* [Übungstext]
───

Danach können Einrichtungen, in denen behinderten Menschen Eingliederungshilfe gewährt wird, "betreute Wohnformen" im Sinne des Gesetzes oder jedenfalls "sonst geeignete Orte" sein, wenn durch den Aufenthalt nicht ein Anspruch auf Leistungen der Behandlungspflege gegen den Einrichtungsträger begründet wird. Der Senat hält insoweit an seiner in den Beschlüssen vom 12. November 2009 (L 1 B 202/09 ER KR – Juris, mit zustimmender Anmerkung: Francke in JurisPR-MedizinR 3/2010, Anm. 5) und 11. Januar 2010 (L 1 B 1135/08 ER KR – n.v.) vertretenen Rechtsauffassung fest (ebenso: LSG Berlin-Brandenburg, Beschluss vom 24.02.2010 – L 9 KR 23/10 B ER; LSG Sachsen-Anhalt, Beschluss vom 22.11.2011 - L 10 KR 32/11 B ER; a.A.: LSG Niedersachsen, Urteil vom 23. April 2009 – L 8 SO 1/07; alle Juris).
Die Gemeinsamkeiten der stationären Einrichtungen der Behindertenhilfe ohne Anspruch auf Behandlungspflege mit betreuten Wohnformen rechtfertigen es, diese Wohneinrichtungen als geeignete Orte im Sinne von § 37 Abs. 2 Satz 1, 3. Alt. SGB V anzusehen, wenn man sie nicht schon als besondere Ausprägung des betreuten Wohnens versteht. Anderenfalls wäre das Ziel, Lücken zwischen der ambulanten und stationären Versorgung zu schließen, schwer erreichbar, denn auch das betreute Wohnen ist gesetzlich nicht definiert und die Übergänge von einer Wohngemeinschaft mit Betreuungshilfe zu einer stationären Einrichtung der Behindertenhilfe dürften in Abhängigkeit von den jeweiligen Fähigkeiten der Bewohner fließend sein. Die Einrichtungen der Behindertenhilfe können dagegen nicht mit Krankenhäusern, medizinischen Rehabilitationseinrichtungen oder Pflegeheimen gleichgesetzt werden, denn im Gegensatz zu diesen steht bei ihnen nicht die medizinische Behandlung und Pflege, sondern die gesellschaftliche Integration der Bewohner im Vordergrund (§ 53 Abs. 3 SGB XII). Aus diesem Grund sind Behinderteneinrichtungen auch keine Pflegeheime gemäß § 71 Abs. 4 SGB XI.

───

* [Vorliegende Daten]
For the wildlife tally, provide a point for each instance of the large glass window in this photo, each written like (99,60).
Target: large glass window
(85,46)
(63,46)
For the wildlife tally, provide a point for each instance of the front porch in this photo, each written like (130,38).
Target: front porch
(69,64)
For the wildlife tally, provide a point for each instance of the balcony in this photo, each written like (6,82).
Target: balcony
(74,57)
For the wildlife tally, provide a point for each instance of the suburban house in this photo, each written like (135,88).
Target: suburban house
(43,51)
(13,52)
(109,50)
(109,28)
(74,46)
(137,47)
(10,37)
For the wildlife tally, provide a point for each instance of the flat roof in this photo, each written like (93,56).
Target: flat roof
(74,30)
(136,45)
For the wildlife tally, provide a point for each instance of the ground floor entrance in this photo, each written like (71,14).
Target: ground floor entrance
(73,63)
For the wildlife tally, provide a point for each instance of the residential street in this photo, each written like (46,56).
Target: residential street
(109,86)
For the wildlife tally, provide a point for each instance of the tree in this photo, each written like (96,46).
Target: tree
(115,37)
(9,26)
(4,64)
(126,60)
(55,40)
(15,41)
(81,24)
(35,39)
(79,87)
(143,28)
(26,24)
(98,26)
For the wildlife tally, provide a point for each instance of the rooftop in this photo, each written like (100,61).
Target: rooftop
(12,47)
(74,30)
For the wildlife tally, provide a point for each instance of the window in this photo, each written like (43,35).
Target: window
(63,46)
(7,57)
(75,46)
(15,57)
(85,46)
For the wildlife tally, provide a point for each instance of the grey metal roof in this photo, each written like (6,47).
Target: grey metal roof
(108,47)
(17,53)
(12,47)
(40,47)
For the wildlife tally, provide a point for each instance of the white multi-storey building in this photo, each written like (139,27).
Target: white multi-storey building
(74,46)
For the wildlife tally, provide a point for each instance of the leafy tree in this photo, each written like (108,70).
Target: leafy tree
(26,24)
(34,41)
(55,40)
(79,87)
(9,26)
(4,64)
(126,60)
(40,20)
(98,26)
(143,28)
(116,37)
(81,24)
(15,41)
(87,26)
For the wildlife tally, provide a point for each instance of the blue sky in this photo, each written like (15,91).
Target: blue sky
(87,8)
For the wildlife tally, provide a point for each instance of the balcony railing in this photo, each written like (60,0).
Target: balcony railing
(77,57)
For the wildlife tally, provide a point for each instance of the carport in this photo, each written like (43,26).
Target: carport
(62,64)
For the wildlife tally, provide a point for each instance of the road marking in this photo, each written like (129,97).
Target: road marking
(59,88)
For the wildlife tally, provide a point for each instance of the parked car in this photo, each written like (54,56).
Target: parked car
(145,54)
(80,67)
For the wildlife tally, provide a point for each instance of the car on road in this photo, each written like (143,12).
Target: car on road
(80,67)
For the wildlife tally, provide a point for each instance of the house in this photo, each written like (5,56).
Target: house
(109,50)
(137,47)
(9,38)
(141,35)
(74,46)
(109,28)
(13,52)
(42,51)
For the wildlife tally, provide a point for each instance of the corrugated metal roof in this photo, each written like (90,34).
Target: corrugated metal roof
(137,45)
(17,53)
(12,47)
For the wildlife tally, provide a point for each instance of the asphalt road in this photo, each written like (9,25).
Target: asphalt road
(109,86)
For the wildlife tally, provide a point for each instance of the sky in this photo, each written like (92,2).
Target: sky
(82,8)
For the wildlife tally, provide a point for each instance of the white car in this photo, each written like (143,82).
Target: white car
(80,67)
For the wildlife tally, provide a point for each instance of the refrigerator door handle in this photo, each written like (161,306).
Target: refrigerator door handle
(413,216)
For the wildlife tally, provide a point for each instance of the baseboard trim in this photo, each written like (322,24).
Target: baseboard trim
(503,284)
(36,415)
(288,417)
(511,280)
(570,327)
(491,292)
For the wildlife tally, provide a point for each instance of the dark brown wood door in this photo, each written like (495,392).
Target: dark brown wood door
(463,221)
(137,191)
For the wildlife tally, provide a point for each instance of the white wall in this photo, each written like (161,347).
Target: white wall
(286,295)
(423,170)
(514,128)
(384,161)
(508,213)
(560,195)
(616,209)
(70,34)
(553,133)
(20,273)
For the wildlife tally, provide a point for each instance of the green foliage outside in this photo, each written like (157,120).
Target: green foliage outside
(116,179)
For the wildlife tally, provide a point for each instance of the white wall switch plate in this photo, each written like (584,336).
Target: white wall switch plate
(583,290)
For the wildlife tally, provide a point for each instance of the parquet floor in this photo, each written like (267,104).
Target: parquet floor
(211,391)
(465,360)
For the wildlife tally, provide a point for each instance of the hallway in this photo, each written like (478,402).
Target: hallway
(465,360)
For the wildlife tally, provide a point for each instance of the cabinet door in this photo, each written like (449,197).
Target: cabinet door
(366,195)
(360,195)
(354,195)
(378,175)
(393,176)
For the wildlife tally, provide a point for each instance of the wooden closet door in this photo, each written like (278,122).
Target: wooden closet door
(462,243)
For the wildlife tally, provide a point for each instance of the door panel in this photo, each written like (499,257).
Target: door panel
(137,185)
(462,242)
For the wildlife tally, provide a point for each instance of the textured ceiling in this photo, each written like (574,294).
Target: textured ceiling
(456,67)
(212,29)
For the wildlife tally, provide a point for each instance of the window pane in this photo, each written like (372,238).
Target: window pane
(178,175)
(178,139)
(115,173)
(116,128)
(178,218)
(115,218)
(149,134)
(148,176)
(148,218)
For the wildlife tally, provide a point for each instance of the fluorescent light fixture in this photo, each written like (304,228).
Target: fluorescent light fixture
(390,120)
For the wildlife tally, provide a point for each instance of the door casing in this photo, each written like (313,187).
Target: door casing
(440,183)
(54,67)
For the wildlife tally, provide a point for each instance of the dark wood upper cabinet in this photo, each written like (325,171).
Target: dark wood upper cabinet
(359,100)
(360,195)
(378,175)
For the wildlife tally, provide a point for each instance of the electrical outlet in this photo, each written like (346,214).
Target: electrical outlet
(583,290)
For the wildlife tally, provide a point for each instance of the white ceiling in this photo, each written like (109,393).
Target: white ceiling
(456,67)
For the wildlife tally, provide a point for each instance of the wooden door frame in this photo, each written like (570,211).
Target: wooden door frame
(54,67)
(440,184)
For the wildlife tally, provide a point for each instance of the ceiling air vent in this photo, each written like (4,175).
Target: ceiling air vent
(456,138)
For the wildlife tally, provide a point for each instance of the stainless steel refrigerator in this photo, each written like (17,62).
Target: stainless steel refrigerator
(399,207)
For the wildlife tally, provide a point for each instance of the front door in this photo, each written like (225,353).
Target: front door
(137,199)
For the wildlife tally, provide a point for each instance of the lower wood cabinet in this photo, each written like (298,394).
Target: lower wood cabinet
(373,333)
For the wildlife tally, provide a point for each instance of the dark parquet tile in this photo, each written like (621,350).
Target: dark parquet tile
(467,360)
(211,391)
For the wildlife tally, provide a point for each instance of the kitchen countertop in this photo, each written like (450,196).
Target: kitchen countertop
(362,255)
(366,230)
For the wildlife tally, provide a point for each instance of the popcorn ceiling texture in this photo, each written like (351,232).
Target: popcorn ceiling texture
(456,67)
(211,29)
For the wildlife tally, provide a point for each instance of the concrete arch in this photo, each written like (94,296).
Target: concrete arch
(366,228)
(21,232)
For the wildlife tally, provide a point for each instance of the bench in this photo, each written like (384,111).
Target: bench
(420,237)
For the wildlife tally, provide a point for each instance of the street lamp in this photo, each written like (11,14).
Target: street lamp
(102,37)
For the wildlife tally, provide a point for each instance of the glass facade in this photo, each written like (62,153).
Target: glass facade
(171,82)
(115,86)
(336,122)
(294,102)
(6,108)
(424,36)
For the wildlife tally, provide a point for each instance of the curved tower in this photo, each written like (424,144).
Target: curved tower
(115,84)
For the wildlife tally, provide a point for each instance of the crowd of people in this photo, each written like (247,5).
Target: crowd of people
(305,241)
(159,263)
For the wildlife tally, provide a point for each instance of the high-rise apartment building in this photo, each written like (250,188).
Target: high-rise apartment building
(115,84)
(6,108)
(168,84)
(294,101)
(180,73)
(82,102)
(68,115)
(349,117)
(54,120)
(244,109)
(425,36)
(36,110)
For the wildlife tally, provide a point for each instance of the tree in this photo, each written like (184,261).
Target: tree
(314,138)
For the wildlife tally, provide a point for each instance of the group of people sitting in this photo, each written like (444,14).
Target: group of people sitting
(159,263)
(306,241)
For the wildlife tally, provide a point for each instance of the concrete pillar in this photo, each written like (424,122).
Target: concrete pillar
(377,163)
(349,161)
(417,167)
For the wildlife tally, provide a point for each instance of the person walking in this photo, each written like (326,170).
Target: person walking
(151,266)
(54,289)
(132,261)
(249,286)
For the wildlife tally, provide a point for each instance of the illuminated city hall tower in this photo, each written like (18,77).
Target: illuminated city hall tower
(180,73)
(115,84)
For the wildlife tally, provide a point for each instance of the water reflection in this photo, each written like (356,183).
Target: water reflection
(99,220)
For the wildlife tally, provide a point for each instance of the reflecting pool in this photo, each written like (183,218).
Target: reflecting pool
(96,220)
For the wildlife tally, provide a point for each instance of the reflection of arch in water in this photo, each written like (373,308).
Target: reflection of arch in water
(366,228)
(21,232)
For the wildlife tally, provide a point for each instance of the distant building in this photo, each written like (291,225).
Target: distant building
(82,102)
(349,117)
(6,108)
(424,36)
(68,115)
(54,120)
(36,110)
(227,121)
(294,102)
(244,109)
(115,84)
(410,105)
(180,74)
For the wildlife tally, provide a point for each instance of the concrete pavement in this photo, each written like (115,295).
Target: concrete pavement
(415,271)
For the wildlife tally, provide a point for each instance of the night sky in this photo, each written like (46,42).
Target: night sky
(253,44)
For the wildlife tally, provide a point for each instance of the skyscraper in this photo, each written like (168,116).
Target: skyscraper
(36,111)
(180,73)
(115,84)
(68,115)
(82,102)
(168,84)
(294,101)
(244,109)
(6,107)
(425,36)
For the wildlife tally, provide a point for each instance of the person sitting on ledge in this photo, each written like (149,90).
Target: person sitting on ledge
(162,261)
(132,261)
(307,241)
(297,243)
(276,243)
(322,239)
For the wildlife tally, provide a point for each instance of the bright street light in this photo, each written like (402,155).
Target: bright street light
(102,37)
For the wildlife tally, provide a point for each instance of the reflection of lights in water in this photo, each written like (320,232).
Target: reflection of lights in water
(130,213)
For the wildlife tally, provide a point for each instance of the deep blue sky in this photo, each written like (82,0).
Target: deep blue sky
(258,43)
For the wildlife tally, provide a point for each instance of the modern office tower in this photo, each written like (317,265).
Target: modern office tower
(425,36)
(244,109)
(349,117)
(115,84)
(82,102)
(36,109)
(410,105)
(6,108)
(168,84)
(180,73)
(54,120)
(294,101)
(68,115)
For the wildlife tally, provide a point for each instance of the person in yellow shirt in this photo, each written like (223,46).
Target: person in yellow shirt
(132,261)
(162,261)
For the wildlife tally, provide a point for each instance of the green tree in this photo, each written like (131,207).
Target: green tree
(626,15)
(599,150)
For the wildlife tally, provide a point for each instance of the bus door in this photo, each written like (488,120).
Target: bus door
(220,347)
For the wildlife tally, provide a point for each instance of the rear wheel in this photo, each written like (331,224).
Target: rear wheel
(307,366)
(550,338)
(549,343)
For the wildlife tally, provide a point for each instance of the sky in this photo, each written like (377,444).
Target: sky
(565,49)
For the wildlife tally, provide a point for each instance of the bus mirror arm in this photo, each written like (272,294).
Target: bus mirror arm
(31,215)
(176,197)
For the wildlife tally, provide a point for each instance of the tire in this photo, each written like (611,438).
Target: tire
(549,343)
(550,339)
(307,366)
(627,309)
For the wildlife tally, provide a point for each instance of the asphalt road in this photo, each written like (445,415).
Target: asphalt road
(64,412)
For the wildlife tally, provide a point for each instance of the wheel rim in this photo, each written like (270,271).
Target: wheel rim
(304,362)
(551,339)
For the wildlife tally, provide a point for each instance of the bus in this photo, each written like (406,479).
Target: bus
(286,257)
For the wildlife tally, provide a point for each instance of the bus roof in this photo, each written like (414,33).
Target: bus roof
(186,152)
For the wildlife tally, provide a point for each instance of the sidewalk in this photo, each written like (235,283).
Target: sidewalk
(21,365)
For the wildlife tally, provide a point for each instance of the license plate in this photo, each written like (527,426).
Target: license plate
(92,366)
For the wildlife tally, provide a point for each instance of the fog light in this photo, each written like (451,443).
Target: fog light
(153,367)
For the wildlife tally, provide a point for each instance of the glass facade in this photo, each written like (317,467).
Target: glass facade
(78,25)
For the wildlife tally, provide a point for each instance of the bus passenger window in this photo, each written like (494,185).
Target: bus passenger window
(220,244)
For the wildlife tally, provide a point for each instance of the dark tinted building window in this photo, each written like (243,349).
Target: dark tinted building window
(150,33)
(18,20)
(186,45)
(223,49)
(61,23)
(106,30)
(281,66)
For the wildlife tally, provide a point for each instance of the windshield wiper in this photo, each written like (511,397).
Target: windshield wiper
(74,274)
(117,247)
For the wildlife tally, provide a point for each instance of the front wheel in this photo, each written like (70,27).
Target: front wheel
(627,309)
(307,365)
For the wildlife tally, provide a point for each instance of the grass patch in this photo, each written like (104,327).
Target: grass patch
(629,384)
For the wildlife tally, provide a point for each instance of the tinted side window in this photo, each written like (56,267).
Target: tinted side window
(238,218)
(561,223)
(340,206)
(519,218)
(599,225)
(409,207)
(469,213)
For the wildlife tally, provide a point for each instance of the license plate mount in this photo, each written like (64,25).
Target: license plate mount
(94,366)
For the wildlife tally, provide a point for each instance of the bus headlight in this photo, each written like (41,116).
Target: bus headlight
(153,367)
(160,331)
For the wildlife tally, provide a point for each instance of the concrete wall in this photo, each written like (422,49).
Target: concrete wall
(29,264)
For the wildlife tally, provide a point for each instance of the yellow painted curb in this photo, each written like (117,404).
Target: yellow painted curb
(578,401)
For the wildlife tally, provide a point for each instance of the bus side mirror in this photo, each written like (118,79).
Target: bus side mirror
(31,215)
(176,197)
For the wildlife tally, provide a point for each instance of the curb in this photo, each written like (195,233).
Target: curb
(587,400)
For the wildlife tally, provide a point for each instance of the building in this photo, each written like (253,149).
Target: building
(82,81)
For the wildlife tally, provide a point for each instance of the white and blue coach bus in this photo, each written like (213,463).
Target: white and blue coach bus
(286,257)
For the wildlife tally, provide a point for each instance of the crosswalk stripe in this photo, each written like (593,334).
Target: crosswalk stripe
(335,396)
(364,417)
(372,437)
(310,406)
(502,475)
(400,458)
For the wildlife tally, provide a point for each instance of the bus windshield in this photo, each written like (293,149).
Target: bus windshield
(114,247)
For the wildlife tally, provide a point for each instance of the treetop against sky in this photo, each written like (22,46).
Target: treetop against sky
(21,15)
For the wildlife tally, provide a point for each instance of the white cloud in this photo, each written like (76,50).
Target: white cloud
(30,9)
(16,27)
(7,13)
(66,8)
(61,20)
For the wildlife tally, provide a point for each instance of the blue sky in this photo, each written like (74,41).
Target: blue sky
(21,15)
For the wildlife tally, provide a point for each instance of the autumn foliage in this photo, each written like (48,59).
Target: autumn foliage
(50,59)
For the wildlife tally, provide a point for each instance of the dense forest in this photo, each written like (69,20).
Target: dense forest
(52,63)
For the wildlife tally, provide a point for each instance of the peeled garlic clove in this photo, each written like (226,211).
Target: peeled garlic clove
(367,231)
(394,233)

───

* [Zu bearbeiten]
- A) Gib aus dem Text zur Behandlungspflege in Behinderteneinrichtungen die Passage wortgetreu wieder, beginnend bei „Danach können Einrichtungen, in“ und endend bei „1/07; alle Juris).“.
- B) Beantworte anhand des Textes zur Behandlungspflege in Behinderteneinrichtungen diese Fragen:
(i) Welches Gericht vertritt laut Text eine abweichende Auffassung?
(ii) Was steht bei den Einrichtungen der Behindertenhilfe im Vordergrund?
(iii) Nach welcher Vorschrift sind Behinderteneinrichtungen keine Pflegeheime?
- C) Setze den Text zur Behandlungspflege in Behinderteneinrichtungen nach seinem letzten Satz fort.

* [Lösungen]
- A)
Danach können Einrichtungen, in denen behinderten Menschen Eingliederungshilfe gewährt wird, "betreute Wohnformen" im Sinne des Gesetzes oder jedenfalls "sonst geeignete Orte" sein, wenn durch den Aufenthalt nicht ein Anspruch auf Leistungen der Behandlungspflege gegen den Einrichtungsträger begründet wird. Der Senat hält insoweit an seiner in den Beschlüssen vom 12. November 2009 (L 1 B 202/09 ER KR – Juris, mit zustimmender Anmerkung: Francke in JurisPR-MedizinR 3/2010, Anm. 5) und 11. Januar 2010 (L 1 B 1135/08 ER KR – n.v.) vertretenen Rechtsauffassung fest (ebenso: LSG Berlin-Brandenburg, Beschluss vom 24.02.2010 – L 9 KR 23/10 B ER; LSG Sachsen-Anhalt, Beschluss vom 22.11.2011 - L 10 KR 32/11 B ER; a.A.: LSG Niedersachsen, Urteil vom 23. April 2009 – L 8 SO 1/07; alle Juris).

- B)
(i) Das LSG Niedersachsen (Urteil vom 23. April 2009 – L 8 SO 1/07).
(ii) Die gesellschaftliche Integration der Bewohner.
(iii) Nach § 71 Abs. 4 SGB XI.

- C)
So ist es auch beim J., in dem ehemals obdachlose Menschen leben, denen der Übergang in ein möglichst unabhängiges Leben vermittelt werden soll. Nach den Ziffern 1 und 2 der Leistungsbeschreibung zur zwischen der Klägerin und der Beigeladenen geschlossenen Vereinbarung nach § 75 Abs. 3 SGB XII vom 29. Juli 2005 ist die Einrichtung eine stationäre Wohngruppe, in der seelisch behinderte/psychisch kranke Menschen leben, die Anleitung, Begleitung oder Unterstützung und/oder in Teilbereichen zeitweise die Übernahme von Tätigkeiten der täglichen Versorgung benötigen. Es handelt sich um ein niederschwelliges Angebot für obdachlose Menschen mit einer psychischen Auffälligkeit im Vorfeld des regelhaften sozialpsychiatrischen Hilfesystems. Es unterscheidet sich von diesem Hilfesystem darin, dass wesentlich die Motivation und die Bereitschaft gefördert werden, die Hilfen im Regelsystem der Sozialpsychiatrie in Anspruch zu nehmen (Ziffer 3). Nach Ziffer 5 wird die Hilfe zeitlich befristet in Form kontinuierlicher Beratung, Unterstützung, Förderung, Organisation, Planung sowie stellvertretender Ausführung geleistet. Der Bewohner ist gemäß Ziffer 3 der von ihm mit der Beigeladenen geschlossenen Beratungs- und Betreuungsvereinbarung zur Mitwirkung verpflichtet. Das alles unterscheidet sich grundlegend von dem Aufenthalt in einem Krankenhaus oder Pflegeheim, bei dem jeweils die medizinische und pflegerische Behandlung im Vordergrund steht und nicht die Stärkung der psychosozialen Fähigkeiten. Der Aufenthalt in einer stationären Einrichtung der Behindertenhilfe ohne Anspruch auf Behandlungspflege ist daher deutlich eher mit dem betreuten Wohnen als mit dem Aufenthalt in einem Krankenhaus oder Pflegeheim zu vergleichen.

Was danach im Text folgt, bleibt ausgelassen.